TO BE DONE
Render the part of the data that begins with the line containing "Keypoint placement: for each instance of the headlight, imagine" and ends with the line containing "[(228, 211), (370, 214)]" as a Markdown table with columns No. and Line, giving each line its row number and leaving out blank lines.

(Records from a data source)
+--
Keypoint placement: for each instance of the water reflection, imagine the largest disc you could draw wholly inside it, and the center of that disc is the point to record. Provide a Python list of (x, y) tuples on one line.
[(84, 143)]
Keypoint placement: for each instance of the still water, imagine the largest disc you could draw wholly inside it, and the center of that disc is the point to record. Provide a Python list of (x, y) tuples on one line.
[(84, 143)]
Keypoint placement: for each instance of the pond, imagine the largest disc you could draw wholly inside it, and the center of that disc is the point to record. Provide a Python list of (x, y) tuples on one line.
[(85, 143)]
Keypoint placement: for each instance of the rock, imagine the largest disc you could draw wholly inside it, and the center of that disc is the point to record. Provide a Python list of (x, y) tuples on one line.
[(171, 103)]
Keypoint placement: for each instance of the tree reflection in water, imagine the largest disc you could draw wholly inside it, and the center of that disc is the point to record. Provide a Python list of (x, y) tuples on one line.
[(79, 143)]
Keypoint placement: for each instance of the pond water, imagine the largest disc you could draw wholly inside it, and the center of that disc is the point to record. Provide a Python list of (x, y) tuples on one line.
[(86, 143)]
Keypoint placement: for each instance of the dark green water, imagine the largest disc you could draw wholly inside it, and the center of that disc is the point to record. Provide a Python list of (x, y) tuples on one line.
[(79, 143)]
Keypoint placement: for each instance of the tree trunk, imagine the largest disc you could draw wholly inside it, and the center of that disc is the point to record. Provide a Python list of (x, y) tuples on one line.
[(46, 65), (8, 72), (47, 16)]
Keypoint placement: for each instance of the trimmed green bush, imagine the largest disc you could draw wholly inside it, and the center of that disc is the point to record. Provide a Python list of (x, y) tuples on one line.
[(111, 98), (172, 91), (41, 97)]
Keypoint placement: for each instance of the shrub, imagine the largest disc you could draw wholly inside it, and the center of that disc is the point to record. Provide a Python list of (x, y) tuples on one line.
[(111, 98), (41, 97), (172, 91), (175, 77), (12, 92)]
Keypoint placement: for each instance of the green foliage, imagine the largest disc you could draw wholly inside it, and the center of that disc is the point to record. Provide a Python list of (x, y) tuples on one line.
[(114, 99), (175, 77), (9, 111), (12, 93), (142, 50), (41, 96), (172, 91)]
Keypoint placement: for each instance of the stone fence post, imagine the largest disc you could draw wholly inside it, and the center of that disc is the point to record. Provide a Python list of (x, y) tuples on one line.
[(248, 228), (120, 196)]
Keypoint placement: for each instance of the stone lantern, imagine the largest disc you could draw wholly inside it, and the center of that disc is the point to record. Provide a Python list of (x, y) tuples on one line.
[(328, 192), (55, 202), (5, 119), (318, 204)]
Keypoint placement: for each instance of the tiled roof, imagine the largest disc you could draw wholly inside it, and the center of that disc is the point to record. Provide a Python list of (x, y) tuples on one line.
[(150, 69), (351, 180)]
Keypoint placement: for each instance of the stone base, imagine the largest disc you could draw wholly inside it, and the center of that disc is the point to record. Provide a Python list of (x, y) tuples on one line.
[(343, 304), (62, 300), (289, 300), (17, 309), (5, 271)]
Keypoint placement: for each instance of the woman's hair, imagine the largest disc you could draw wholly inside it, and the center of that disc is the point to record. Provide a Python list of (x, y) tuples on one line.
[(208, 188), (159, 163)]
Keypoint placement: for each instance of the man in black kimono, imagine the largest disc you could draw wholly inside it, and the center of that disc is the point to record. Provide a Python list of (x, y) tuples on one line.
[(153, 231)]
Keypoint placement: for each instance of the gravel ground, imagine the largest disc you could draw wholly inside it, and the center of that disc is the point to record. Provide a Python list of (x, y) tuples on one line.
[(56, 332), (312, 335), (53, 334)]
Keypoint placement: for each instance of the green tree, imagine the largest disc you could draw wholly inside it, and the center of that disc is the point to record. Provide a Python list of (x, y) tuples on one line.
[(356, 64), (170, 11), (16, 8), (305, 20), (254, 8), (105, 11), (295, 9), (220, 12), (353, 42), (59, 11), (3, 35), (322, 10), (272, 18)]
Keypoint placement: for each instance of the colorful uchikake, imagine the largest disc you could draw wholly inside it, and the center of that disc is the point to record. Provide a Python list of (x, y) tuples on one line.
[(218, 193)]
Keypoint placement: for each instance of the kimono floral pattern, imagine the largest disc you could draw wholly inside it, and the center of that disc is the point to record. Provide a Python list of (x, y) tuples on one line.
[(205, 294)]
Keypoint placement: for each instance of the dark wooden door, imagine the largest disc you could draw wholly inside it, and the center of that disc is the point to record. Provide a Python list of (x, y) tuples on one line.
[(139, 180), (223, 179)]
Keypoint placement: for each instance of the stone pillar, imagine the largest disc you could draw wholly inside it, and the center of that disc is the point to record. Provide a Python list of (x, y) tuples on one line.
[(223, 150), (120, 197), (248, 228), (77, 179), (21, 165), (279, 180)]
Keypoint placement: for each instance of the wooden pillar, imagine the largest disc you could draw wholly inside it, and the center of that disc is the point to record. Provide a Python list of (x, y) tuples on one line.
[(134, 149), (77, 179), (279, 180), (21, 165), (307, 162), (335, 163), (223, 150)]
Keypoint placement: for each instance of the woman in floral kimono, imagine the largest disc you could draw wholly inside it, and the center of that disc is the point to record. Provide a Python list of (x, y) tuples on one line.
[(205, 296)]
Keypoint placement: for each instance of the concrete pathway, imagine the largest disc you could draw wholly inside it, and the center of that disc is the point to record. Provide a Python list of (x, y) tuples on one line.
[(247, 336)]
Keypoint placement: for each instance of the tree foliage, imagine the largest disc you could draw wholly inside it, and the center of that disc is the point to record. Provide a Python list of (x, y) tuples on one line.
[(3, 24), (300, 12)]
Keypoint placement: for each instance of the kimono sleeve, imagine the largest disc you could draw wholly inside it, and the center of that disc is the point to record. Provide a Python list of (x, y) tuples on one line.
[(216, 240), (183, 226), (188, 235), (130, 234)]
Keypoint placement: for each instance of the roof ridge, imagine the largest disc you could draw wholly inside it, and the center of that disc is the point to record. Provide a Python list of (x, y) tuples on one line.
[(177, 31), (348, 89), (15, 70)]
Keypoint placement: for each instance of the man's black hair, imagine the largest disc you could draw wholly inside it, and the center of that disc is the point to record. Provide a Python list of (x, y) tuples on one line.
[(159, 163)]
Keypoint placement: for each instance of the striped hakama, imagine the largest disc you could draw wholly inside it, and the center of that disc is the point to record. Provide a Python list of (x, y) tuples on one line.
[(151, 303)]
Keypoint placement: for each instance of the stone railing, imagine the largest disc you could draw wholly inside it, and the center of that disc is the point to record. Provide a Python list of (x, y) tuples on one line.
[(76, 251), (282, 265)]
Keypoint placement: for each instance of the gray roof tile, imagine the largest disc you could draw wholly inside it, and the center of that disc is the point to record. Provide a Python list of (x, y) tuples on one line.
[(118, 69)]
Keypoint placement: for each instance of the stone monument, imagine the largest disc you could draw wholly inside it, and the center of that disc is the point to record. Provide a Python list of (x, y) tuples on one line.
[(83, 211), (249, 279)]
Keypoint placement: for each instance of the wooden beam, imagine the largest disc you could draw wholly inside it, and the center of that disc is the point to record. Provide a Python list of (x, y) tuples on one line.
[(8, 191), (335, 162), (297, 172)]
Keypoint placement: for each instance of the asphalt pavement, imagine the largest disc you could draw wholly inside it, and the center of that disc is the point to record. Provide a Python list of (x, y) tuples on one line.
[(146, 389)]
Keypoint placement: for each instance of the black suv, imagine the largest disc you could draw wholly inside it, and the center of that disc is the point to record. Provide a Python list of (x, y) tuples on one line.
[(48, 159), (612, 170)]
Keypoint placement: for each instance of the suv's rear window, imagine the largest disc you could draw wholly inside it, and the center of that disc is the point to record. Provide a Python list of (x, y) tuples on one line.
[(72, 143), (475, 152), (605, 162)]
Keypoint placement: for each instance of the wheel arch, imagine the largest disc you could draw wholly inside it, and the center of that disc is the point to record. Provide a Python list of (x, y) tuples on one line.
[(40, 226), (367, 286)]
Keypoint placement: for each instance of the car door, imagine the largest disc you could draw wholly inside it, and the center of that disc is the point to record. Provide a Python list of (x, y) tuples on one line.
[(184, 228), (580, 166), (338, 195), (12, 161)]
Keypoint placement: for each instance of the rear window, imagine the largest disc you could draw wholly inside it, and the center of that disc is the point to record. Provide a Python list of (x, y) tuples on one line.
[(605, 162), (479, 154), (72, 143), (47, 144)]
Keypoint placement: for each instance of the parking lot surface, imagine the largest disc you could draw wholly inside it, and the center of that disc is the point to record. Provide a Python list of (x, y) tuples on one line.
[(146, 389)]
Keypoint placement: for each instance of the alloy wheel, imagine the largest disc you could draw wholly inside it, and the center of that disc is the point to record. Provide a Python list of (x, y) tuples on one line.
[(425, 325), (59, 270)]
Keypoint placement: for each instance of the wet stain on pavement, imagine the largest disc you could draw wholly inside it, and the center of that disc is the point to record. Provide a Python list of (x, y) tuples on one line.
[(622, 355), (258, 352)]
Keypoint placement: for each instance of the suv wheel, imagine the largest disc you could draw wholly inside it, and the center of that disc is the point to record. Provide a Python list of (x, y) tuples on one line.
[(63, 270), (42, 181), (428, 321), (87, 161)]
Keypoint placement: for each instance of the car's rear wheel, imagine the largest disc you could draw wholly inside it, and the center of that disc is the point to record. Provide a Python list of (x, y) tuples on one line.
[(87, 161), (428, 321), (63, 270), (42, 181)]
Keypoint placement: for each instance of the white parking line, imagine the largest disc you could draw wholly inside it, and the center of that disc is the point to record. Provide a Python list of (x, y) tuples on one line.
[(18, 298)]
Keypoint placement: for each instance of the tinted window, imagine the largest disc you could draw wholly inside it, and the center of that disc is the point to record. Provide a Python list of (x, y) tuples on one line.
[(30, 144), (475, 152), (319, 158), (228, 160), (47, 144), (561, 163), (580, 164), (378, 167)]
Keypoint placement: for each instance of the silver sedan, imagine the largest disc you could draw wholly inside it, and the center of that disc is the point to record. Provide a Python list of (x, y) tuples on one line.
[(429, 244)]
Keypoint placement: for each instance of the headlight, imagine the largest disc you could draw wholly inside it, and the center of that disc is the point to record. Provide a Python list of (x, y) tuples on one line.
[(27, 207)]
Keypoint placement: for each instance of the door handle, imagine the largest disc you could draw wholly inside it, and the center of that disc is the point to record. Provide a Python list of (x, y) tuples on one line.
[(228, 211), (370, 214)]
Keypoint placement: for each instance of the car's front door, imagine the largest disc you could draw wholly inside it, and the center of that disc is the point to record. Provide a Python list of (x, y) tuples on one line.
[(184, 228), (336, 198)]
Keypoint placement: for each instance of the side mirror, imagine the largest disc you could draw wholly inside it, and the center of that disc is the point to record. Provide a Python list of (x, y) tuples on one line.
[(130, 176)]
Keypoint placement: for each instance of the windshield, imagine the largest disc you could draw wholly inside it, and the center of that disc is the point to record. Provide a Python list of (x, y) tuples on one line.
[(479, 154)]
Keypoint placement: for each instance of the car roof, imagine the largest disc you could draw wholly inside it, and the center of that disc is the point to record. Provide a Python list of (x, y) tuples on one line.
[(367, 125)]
+--
SOLVED EXERCISE
| No. | Line |
|---|---|
| 1 | Keypoint placement: for each instance of the headlight, imagine the largest disc you could draw wholly inside it, and the center of that disc is the point to record. Provide a Python list of (x, y) tuples on one line. |
| 2 | [(27, 207)] |
| 3 | Keypoint placement: for each instance of the door handle, imagine the largest disc you could draw wholly inside it, and the center of that disc is the point to record. Provide a Python list of (x, y) tuples on one line. |
| 4 | [(228, 211), (370, 214)] |